GIVEN RECORDS =

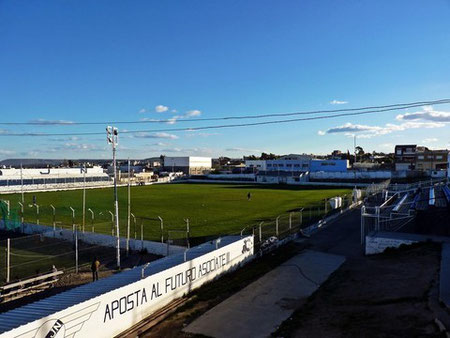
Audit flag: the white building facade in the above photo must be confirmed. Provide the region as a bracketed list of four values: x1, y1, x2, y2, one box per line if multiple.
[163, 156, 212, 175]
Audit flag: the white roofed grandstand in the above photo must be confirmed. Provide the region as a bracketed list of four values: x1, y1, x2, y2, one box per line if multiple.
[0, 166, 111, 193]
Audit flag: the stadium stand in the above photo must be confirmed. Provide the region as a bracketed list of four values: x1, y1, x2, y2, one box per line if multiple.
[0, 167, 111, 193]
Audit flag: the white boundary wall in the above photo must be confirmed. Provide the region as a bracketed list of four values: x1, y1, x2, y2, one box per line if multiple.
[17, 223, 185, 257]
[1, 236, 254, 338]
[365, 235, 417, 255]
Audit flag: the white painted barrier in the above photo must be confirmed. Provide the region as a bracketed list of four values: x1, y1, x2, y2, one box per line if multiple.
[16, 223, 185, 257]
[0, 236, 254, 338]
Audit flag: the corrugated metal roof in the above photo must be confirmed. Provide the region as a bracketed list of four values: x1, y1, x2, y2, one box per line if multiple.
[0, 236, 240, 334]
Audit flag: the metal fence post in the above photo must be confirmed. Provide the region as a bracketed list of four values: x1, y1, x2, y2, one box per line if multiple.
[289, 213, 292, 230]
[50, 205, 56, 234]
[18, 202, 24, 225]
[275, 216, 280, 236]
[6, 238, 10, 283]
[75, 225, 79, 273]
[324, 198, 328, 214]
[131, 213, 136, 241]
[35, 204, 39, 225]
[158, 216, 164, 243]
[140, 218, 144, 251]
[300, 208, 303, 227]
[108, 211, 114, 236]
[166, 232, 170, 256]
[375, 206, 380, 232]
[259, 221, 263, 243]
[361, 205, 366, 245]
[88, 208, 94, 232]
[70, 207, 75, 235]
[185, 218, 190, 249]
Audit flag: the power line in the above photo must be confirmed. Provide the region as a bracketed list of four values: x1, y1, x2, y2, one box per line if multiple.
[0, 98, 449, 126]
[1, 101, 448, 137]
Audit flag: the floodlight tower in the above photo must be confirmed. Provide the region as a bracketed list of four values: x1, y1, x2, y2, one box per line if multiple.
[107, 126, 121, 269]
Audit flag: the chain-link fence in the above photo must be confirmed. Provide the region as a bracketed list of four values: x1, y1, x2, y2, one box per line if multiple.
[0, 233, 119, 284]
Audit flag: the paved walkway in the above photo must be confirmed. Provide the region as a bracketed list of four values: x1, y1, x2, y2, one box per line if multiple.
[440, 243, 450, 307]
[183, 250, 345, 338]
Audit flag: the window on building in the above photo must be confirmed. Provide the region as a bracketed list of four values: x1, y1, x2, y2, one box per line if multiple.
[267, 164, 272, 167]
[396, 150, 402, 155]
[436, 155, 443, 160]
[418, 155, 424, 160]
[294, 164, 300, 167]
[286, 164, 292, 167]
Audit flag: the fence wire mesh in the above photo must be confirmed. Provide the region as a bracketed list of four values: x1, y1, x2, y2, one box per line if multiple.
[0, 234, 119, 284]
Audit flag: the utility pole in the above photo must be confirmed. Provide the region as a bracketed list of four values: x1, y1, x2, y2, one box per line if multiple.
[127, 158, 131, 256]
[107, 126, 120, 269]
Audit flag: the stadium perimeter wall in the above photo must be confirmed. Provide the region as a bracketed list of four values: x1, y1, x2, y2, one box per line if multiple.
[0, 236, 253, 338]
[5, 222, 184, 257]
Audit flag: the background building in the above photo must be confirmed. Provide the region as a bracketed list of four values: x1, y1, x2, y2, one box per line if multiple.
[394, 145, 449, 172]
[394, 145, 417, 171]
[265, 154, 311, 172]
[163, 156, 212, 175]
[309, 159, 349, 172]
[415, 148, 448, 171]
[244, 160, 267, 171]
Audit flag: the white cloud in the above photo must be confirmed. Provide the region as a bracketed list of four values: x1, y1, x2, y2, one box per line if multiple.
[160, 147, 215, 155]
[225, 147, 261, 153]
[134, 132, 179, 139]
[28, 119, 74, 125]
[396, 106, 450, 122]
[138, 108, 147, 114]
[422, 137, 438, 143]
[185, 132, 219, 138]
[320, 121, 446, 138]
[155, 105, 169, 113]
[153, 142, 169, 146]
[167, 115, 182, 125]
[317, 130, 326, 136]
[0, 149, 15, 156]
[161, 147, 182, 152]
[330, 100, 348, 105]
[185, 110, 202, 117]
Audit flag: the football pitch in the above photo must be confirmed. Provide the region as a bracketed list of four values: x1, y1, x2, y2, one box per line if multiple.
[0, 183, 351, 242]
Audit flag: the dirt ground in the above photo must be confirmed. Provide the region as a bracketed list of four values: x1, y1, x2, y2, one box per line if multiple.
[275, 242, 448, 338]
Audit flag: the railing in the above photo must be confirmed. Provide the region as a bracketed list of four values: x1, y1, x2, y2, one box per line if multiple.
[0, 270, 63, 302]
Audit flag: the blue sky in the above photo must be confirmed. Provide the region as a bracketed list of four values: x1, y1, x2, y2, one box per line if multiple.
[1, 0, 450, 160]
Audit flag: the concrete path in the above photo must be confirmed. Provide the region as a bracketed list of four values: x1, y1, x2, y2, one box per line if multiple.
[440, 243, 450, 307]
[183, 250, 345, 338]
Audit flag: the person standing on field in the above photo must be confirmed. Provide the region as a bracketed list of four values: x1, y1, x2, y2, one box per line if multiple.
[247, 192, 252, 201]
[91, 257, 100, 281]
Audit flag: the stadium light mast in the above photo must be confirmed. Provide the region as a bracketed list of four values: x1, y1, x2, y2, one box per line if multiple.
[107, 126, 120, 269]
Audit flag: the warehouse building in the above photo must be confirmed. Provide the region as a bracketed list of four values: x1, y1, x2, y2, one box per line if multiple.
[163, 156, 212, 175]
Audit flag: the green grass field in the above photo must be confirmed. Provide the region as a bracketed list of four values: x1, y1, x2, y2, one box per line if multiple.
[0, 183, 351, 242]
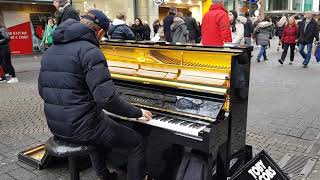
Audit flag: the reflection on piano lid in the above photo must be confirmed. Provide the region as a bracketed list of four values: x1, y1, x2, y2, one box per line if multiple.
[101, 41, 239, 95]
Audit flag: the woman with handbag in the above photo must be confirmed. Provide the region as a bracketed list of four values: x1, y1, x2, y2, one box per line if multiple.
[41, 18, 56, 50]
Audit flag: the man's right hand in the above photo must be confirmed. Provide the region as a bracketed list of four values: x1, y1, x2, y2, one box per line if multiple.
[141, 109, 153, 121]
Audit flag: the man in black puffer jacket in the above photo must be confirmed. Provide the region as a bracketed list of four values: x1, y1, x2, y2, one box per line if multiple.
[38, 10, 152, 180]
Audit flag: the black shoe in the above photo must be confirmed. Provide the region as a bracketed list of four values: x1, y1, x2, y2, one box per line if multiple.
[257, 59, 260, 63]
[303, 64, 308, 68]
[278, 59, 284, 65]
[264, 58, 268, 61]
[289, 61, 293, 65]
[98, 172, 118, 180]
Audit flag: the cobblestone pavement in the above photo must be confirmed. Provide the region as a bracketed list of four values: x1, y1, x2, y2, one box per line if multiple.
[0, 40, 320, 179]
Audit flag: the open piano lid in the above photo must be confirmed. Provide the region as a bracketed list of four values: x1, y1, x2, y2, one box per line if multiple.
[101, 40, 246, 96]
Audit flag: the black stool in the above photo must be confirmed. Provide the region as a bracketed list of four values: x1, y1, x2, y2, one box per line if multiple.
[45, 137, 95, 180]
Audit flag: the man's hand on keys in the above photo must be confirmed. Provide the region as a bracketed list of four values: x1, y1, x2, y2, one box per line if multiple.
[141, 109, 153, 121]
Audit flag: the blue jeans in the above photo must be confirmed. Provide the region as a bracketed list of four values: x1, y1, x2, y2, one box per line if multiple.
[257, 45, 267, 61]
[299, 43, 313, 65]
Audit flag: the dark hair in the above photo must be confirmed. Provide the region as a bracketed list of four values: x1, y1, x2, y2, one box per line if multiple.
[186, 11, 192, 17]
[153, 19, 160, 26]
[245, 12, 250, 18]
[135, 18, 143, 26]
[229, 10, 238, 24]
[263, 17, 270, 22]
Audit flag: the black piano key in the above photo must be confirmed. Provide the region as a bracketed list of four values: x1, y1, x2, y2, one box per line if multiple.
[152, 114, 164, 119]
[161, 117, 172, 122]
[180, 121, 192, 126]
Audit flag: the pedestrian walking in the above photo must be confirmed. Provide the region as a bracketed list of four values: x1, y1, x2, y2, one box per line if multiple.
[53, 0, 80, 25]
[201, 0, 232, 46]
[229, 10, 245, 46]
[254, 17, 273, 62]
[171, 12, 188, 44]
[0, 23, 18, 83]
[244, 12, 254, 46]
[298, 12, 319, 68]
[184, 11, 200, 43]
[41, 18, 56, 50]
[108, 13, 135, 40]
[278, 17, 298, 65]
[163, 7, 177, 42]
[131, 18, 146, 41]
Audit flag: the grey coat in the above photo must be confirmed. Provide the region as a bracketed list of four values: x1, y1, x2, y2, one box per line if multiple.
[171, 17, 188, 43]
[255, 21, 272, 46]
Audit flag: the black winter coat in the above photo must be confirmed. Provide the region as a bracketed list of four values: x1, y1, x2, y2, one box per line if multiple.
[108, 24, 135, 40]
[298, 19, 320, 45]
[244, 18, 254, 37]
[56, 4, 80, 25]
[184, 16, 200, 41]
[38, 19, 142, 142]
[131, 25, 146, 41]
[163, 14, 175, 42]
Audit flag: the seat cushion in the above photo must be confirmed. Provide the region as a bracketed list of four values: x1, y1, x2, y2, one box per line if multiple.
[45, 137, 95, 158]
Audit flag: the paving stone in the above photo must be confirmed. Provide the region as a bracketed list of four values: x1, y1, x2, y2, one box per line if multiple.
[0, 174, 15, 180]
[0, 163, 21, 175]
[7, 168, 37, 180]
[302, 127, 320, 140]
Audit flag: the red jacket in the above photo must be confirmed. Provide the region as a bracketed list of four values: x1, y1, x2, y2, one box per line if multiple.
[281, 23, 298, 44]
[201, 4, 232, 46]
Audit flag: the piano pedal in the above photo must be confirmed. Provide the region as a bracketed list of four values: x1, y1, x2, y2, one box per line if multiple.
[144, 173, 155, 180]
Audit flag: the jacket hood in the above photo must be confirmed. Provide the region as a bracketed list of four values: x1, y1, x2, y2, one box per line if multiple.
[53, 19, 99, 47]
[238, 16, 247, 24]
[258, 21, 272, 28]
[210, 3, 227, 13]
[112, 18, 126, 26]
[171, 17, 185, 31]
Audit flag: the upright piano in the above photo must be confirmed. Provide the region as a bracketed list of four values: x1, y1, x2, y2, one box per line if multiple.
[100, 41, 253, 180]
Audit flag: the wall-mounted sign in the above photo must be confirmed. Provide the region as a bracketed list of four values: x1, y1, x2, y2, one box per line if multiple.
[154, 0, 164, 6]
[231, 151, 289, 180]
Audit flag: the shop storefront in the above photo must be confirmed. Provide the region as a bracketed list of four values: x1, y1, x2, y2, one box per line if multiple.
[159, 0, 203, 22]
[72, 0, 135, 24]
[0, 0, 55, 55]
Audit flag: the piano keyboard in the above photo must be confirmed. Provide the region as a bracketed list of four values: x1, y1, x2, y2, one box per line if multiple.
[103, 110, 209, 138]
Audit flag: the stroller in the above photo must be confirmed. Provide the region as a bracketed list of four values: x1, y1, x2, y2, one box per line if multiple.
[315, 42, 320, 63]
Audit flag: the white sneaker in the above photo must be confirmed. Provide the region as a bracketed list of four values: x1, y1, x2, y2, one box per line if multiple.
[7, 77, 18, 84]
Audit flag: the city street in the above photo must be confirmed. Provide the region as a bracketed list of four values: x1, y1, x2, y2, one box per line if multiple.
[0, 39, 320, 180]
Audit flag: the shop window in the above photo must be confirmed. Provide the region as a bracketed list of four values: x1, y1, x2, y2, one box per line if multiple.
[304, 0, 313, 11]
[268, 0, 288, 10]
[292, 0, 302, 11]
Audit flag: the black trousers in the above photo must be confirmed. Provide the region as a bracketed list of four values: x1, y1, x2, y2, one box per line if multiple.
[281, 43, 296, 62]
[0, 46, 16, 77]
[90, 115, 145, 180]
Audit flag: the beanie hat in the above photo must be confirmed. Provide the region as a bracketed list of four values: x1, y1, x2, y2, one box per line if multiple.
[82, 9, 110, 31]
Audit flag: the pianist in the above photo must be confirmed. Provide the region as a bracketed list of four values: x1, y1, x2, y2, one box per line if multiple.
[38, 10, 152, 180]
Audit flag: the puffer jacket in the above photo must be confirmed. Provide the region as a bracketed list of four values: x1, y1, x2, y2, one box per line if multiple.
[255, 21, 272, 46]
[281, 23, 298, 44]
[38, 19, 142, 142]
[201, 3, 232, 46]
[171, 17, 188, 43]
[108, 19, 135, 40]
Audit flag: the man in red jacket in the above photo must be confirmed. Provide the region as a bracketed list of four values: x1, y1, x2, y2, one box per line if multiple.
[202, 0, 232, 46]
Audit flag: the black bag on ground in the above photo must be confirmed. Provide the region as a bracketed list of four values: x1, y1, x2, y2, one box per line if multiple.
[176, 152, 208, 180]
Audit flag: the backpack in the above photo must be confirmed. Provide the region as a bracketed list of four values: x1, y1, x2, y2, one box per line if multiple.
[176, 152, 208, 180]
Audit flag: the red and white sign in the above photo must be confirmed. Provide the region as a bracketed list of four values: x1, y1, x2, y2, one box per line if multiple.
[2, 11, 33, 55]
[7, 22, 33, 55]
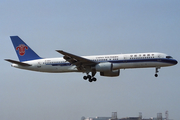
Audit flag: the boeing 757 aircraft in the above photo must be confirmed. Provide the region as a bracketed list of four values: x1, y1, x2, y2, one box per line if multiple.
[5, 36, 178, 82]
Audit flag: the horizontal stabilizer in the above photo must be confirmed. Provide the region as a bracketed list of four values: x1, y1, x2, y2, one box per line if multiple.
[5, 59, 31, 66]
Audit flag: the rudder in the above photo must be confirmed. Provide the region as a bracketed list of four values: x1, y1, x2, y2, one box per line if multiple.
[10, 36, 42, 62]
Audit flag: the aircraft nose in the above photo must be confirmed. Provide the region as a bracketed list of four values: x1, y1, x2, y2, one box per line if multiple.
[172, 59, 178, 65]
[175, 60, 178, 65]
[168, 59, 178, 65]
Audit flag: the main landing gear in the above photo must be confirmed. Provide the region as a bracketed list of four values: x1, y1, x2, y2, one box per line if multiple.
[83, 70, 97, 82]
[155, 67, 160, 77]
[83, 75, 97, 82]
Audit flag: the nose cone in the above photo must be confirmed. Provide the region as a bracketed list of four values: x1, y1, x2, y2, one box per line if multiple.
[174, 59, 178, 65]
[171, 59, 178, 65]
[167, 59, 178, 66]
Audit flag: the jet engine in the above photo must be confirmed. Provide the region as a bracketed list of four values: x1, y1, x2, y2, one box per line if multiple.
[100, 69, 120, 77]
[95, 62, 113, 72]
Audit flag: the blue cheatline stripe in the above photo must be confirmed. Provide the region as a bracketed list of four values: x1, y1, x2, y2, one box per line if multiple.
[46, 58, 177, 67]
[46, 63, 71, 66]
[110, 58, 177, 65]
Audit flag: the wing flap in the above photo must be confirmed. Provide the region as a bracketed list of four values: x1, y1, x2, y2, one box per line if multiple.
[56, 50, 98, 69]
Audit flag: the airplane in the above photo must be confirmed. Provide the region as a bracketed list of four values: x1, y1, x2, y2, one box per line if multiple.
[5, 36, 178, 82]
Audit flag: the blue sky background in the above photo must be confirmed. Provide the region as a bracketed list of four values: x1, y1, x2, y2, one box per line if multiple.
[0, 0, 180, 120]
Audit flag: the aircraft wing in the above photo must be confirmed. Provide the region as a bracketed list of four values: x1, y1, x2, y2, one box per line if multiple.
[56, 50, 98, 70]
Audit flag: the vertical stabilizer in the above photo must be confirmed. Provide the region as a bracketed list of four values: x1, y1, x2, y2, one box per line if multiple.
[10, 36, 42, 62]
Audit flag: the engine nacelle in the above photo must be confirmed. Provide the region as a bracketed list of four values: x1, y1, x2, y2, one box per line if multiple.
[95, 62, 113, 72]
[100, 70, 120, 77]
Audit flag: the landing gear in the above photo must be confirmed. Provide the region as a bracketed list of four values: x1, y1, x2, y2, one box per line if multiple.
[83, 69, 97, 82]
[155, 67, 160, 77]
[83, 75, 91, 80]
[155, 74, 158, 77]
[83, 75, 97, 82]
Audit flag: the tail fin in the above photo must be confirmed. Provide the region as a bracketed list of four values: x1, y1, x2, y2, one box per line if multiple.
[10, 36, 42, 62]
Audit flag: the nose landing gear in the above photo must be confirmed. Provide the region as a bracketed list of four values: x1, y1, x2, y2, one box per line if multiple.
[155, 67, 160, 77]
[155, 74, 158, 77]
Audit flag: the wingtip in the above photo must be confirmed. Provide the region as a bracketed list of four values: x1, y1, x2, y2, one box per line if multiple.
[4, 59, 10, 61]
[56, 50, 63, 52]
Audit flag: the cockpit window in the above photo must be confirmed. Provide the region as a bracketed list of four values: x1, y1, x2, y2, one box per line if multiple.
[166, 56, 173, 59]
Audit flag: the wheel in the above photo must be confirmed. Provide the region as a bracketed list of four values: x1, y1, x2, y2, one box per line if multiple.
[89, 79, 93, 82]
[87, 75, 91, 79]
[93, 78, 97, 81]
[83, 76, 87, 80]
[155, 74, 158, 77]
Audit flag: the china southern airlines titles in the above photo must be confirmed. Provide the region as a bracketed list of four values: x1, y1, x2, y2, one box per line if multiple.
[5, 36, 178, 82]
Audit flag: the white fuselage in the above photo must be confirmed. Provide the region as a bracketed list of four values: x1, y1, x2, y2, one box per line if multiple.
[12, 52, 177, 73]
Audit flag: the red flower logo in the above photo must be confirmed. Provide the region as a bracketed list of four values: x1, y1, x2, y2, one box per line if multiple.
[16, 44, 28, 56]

ACTION ITEM = Your answer must consist only of the lines from the one with "Audit flag: the red flower" through the final line of the entries, each retyped exactly.

WRITTEN ANSWER =
Audit flag: the red flower logo in the above photo must be confirmed. Provide the region as a bracketed list of four values: x1, y1, x2, y2, one box per line if multiple.
[16, 44, 28, 56]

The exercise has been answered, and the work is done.